## WHAT IS ASKED
Copy the line containing "Task: place one point on each instance of the hydraulic", then all lines after it up to and including the final line of the material, exactly and without additions.

## INPUT DATA
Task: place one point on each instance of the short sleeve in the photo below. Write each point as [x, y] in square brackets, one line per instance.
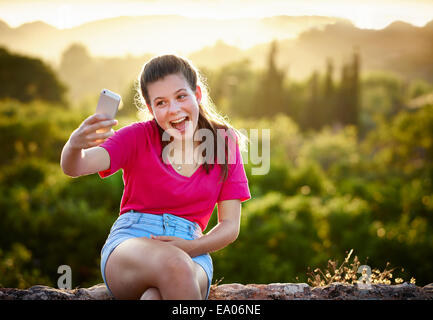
[236, 184]
[121, 147]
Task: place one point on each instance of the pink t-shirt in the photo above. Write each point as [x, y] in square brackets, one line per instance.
[152, 186]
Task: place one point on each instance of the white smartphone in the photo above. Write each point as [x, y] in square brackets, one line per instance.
[108, 103]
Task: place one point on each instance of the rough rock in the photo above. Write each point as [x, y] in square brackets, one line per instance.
[236, 291]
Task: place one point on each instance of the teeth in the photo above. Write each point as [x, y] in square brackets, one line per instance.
[178, 121]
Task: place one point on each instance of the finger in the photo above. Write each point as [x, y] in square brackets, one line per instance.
[100, 124]
[95, 118]
[162, 238]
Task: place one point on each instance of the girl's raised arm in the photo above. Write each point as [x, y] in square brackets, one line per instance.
[81, 154]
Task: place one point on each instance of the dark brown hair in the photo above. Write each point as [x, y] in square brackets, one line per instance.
[162, 66]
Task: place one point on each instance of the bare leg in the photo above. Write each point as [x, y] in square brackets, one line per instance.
[140, 263]
[151, 294]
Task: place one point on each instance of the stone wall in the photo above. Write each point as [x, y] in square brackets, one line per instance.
[280, 291]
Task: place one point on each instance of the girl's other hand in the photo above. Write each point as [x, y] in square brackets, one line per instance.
[88, 134]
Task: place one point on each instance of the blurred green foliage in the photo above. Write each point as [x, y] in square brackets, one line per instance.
[327, 190]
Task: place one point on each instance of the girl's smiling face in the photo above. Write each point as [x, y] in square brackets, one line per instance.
[175, 105]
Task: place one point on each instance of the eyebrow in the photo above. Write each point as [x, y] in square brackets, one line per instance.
[174, 93]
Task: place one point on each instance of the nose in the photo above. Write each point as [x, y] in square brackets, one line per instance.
[175, 106]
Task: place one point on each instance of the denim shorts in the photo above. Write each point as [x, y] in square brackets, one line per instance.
[135, 224]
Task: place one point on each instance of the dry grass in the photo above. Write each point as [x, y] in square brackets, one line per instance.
[347, 273]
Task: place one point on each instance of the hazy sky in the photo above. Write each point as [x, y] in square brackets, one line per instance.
[68, 13]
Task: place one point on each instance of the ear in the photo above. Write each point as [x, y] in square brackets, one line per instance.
[198, 93]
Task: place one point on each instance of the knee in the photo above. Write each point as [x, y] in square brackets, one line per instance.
[177, 269]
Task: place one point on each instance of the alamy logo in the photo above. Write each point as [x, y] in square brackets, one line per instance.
[64, 281]
[258, 152]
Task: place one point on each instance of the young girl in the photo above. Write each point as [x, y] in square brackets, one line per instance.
[156, 248]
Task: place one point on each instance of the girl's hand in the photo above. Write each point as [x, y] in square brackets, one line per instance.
[185, 245]
[87, 135]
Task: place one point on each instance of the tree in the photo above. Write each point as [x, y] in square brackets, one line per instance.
[26, 79]
[270, 96]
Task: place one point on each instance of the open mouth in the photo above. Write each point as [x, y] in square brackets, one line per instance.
[179, 124]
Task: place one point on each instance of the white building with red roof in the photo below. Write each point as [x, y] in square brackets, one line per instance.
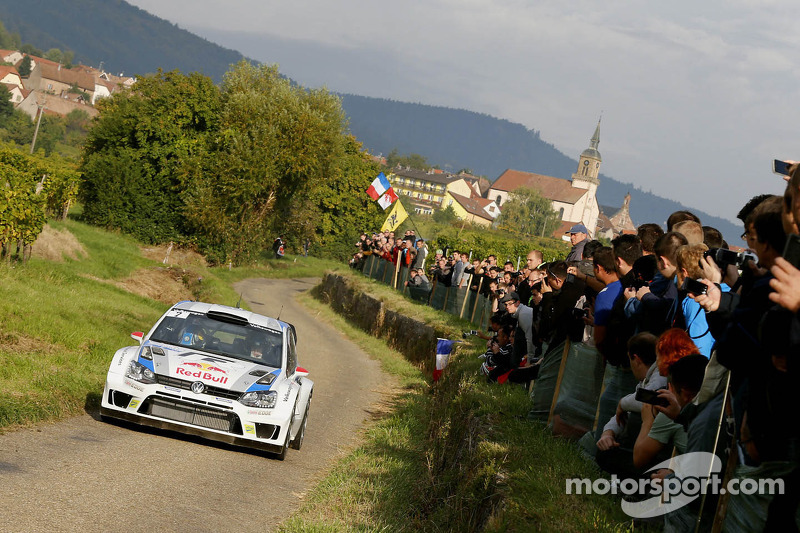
[575, 199]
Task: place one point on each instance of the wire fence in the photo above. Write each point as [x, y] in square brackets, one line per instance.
[464, 303]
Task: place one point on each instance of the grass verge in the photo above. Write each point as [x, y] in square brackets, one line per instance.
[62, 321]
[455, 457]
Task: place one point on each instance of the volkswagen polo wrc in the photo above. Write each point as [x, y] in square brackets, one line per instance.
[219, 372]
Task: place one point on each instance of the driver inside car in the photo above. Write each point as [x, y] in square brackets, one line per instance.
[257, 350]
[193, 334]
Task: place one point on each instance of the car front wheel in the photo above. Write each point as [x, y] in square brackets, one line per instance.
[301, 433]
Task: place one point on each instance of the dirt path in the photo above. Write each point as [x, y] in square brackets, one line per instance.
[85, 475]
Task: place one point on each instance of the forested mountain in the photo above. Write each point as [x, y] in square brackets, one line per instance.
[455, 139]
[123, 37]
[128, 39]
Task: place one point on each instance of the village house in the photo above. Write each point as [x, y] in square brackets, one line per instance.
[52, 78]
[481, 211]
[575, 200]
[427, 189]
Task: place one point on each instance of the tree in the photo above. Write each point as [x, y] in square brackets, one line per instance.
[279, 163]
[25, 66]
[445, 216]
[6, 106]
[135, 154]
[528, 213]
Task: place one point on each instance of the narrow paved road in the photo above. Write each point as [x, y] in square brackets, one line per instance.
[85, 475]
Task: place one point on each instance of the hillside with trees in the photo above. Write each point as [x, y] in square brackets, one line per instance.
[227, 168]
[129, 39]
[113, 32]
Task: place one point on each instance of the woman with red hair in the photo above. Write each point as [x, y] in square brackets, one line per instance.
[672, 345]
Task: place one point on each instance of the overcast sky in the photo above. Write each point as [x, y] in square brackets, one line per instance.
[697, 98]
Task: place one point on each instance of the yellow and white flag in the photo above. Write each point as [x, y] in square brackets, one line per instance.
[396, 217]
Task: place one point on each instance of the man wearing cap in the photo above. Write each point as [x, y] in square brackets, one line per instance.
[524, 316]
[422, 254]
[577, 236]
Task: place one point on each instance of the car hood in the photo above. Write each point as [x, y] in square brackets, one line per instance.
[214, 370]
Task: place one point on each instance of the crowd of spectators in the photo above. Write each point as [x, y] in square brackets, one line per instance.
[688, 330]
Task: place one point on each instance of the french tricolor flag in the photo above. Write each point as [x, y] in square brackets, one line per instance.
[379, 186]
[443, 349]
[387, 199]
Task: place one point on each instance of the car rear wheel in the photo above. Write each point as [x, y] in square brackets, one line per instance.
[301, 433]
[281, 455]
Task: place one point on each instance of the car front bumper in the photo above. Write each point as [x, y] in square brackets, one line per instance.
[204, 415]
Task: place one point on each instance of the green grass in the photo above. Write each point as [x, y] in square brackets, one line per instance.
[61, 322]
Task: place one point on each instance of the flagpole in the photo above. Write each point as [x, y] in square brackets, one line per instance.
[419, 233]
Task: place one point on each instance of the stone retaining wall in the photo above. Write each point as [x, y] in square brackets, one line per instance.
[414, 339]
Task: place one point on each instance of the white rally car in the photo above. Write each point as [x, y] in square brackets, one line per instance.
[219, 372]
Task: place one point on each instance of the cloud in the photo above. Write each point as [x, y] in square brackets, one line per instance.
[697, 97]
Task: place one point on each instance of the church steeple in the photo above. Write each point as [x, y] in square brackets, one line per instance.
[589, 162]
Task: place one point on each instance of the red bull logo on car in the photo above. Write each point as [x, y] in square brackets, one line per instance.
[202, 371]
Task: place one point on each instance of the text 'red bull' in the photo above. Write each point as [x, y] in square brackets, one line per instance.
[206, 376]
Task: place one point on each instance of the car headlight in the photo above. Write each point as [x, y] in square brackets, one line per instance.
[138, 372]
[262, 399]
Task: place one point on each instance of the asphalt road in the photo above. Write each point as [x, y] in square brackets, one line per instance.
[85, 475]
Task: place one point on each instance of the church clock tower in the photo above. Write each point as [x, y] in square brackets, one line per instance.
[586, 177]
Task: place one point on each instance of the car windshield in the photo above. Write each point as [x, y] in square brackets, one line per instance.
[241, 341]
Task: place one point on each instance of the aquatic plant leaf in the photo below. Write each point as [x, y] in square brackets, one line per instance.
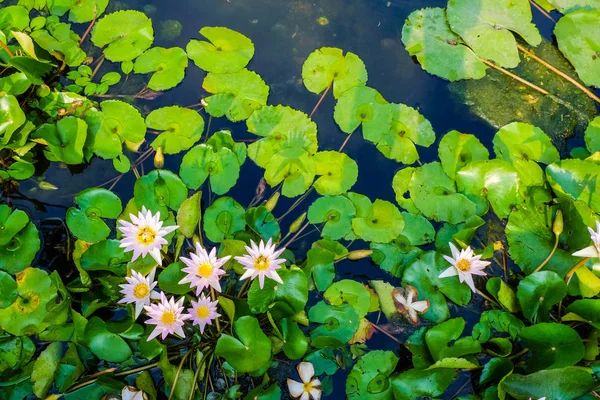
[223, 218]
[282, 127]
[577, 34]
[168, 66]
[408, 128]
[457, 150]
[26, 316]
[336, 212]
[487, 26]
[225, 52]
[294, 167]
[363, 106]
[552, 345]
[181, 128]
[248, 353]
[424, 273]
[369, 377]
[328, 66]
[94, 204]
[126, 35]
[236, 95]
[382, 225]
[202, 162]
[338, 173]
[440, 51]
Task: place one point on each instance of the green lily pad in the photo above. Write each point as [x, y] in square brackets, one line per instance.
[336, 212]
[248, 353]
[181, 127]
[364, 106]
[236, 95]
[94, 204]
[577, 34]
[226, 51]
[328, 66]
[282, 127]
[168, 66]
[427, 35]
[383, 223]
[127, 34]
[223, 218]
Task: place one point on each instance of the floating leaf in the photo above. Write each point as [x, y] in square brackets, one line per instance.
[226, 51]
[440, 51]
[328, 66]
[168, 66]
[127, 34]
[236, 95]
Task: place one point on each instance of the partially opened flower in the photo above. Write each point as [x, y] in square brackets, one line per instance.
[407, 303]
[261, 261]
[203, 269]
[465, 264]
[309, 388]
[167, 316]
[592, 251]
[138, 290]
[203, 312]
[144, 235]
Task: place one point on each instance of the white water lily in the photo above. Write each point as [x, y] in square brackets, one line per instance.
[261, 261]
[592, 251]
[203, 269]
[465, 264]
[167, 316]
[138, 290]
[407, 303]
[309, 388]
[144, 235]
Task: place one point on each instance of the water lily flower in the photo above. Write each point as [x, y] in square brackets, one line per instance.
[203, 269]
[465, 264]
[261, 261]
[138, 290]
[144, 235]
[167, 316]
[307, 389]
[406, 302]
[592, 251]
[203, 312]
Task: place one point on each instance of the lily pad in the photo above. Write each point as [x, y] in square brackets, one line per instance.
[168, 66]
[328, 66]
[127, 34]
[226, 51]
[427, 35]
[236, 95]
[181, 127]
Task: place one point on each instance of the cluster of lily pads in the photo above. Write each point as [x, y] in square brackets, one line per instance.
[515, 234]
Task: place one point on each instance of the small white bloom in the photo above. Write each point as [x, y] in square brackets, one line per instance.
[465, 264]
[307, 389]
[261, 261]
[592, 251]
[167, 316]
[203, 269]
[203, 312]
[406, 302]
[138, 290]
[144, 235]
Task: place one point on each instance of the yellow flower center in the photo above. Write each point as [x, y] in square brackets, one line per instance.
[205, 270]
[146, 235]
[141, 290]
[202, 312]
[168, 318]
[261, 263]
[463, 265]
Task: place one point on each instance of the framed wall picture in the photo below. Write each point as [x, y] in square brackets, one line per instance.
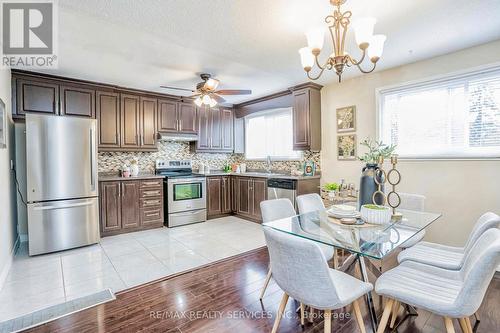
[346, 119]
[3, 125]
[346, 147]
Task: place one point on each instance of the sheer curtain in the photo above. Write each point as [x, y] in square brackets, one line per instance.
[270, 133]
[458, 117]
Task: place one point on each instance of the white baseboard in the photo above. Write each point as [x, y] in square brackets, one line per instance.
[8, 264]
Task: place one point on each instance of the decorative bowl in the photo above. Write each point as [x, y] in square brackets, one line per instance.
[375, 214]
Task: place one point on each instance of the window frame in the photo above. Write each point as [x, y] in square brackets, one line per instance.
[274, 159]
[424, 83]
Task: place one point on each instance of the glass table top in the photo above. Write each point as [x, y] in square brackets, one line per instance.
[375, 241]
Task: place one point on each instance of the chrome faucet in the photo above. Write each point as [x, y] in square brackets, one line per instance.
[268, 163]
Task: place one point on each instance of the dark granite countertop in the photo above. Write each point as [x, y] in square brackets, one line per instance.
[260, 175]
[115, 176]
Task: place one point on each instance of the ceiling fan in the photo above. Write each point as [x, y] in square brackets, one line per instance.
[206, 93]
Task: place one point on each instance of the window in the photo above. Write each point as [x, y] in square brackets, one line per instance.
[270, 133]
[456, 117]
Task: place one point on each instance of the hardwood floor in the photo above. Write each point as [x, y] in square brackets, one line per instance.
[224, 297]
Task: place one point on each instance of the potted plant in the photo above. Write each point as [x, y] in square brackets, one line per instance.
[330, 188]
[376, 150]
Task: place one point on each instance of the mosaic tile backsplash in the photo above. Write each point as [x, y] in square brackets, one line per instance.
[169, 150]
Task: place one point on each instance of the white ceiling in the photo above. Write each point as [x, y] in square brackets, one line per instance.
[247, 44]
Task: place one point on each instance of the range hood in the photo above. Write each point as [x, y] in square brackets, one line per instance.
[177, 137]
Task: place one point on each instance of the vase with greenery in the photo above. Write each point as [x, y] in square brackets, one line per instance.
[331, 188]
[368, 186]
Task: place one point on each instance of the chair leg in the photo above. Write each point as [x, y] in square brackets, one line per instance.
[311, 315]
[463, 325]
[448, 323]
[279, 314]
[467, 320]
[385, 316]
[302, 319]
[268, 278]
[359, 316]
[328, 321]
[395, 310]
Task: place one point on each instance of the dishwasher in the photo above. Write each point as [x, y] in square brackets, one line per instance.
[278, 188]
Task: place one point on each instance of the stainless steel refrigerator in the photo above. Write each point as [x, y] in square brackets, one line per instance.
[61, 179]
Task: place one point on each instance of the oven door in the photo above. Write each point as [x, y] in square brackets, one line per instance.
[186, 194]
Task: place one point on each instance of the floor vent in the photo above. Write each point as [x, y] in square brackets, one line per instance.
[55, 311]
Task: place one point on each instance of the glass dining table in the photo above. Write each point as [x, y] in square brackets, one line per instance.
[362, 241]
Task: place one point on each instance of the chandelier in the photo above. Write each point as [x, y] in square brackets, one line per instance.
[338, 24]
[205, 99]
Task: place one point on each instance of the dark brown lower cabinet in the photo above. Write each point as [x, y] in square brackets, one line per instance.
[130, 205]
[110, 202]
[219, 196]
[250, 192]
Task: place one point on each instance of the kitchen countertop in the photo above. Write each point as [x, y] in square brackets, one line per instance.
[260, 175]
[114, 177]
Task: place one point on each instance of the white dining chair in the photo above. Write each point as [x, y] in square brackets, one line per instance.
[312, 202]
[273, 210]
[300, 269]
[415, 202]
[449, 257]
[447, 293]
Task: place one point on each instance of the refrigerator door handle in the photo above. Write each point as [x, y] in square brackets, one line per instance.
[86, 203]
[92, 159]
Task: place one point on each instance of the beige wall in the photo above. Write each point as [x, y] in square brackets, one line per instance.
[460, 190]
[8, 233]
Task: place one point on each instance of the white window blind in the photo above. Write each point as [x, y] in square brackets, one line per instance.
[456, 117]
[270, 133]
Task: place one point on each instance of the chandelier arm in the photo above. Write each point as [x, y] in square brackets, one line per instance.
[316, 77]
[358, 62]
[331, 27]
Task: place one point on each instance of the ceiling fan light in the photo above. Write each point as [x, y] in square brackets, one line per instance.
[376, 47]
[206, 99]
[307, 58]
[211, 84]
[198, 101]
[363, 31]
[315, 38]
[212, 103]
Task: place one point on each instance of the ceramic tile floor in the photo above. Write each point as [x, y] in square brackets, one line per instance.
[120, 262]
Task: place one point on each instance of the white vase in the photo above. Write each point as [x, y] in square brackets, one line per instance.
[134, 170]
[382, 215]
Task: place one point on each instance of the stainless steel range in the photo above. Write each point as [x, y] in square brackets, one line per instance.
[185, 192]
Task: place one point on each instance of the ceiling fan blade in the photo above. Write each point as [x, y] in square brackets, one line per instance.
[218, 98]
[233, 92]
[175, 88]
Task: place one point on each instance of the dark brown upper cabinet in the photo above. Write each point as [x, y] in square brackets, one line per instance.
[187, 118]
[215, 130]
[77, 101]
[148, 122]
[227, 127]
[167, 116]
[130, 128]
[307, 117]
[36, 96]
[108, 115]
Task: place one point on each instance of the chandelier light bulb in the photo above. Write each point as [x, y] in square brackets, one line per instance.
[206, 99]
[307, 58]
[212, 103]
[198, 101]
[363, 31]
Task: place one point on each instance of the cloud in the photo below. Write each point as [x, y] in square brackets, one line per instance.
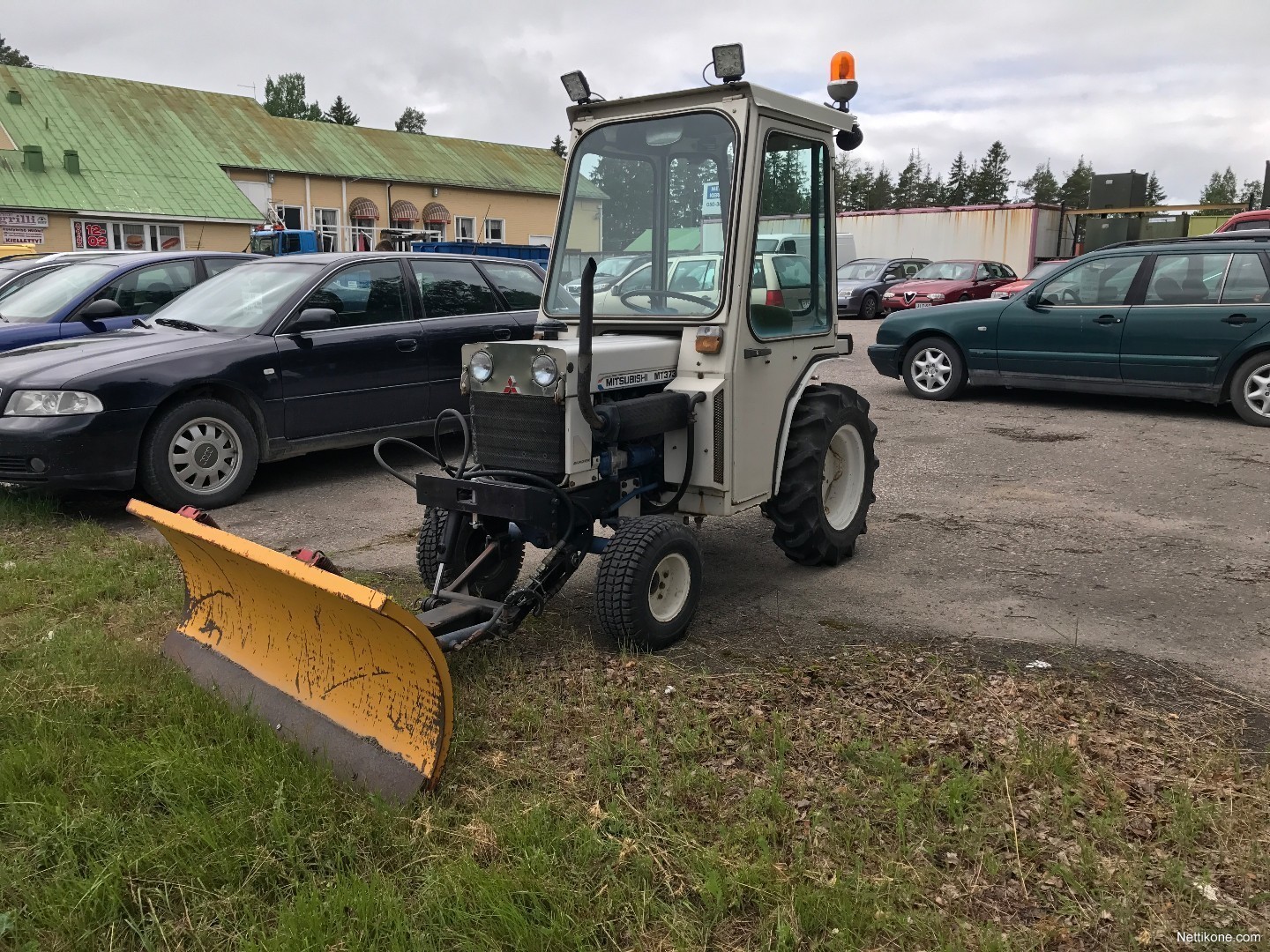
[1131, 84]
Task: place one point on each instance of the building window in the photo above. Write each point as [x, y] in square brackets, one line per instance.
[291, 216]
[326, 225]
[363, 234]
[127, 236]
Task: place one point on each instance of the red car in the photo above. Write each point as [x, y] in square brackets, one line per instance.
[1039, 271]
[944, 282]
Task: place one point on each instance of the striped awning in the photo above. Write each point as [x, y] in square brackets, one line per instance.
[436, 213]
[363, 208]
[404, 211]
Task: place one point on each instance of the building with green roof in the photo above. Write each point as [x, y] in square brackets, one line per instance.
[92, 161]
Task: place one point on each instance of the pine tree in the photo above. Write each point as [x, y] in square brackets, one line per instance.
[958, 188]
[1074, 192]
[286, 98]
[412, 121]
[1222, 188]
[1042, 185]
[11, 56]
[990, 184]
[340, 115]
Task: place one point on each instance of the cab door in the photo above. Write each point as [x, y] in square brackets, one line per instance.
[775, 343]
[1073, 329]
[1197, 309]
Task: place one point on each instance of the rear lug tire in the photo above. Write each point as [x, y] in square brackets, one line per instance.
[827, 481]
[649, 583]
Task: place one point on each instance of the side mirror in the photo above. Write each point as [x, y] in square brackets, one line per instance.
[100, 310]
[314, 319]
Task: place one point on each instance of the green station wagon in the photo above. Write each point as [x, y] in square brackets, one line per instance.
[1186, 319]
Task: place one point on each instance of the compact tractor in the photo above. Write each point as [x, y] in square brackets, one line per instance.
[692, 387]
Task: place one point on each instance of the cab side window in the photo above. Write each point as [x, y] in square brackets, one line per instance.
[1246, 282]
[1102, 282]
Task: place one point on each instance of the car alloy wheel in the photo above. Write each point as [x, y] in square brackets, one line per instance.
[205, 455]
[1256, 391]
[931, 369]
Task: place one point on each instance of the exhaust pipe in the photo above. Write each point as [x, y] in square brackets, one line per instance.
[585, 334]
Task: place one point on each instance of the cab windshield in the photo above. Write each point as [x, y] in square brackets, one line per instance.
[660, 190]
[243, 299]
[42, 299]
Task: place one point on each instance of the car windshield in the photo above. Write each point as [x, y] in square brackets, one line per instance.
[862, 271]
[651, 187]
[946, 271]
[43, 297]
[1042, 270]
[242, 299]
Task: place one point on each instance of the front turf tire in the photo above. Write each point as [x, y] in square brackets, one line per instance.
[827, 480]
[649, 583]
[201, 452]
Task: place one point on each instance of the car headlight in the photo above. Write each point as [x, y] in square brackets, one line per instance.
[545, 369]
[51, 403]
[482, 366]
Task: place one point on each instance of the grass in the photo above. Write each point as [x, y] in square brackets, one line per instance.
[874, 800]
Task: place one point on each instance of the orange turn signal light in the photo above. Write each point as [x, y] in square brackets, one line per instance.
[709, 339]
[842, 66]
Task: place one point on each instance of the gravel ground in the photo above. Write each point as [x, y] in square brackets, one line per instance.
[1061, 519]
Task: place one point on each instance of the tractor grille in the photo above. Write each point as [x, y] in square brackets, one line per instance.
[519, 432]
[718, 435]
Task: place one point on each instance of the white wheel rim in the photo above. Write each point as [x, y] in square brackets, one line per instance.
[1256, 391]
[205, 456]
[932, 369]
[669, 588]
[842, 485]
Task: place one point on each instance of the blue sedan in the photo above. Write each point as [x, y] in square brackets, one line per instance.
[101, 294]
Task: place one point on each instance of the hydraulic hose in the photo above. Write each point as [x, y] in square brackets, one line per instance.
[586, 314]
[689, 460]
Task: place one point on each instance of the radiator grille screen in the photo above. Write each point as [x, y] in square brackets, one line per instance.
[519, 432]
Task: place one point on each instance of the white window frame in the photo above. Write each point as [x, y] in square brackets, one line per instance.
[333, 230]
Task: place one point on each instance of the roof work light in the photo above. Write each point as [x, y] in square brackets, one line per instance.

## FINAL RESULT
Task: place one point on each instance of the hydraulic hose in the photo above. Write each point as [x, y] in square brackets, one line per instance.
[586, 314]
[689, 460]
Task: place one point on each instance of the radiator grille screen in the photo above. Write each point as [x, y] in square brackets, one line per instance.
[519, 432]
Task: place one point on each instance of the white window frame in the photo above. Write each point as [x, y] in square brackets, one line per instance.
[333, 230]
Task: place one point on each instance of the roof work light in the photo above. Write each point as [x, y] in square brackets, one line per instance.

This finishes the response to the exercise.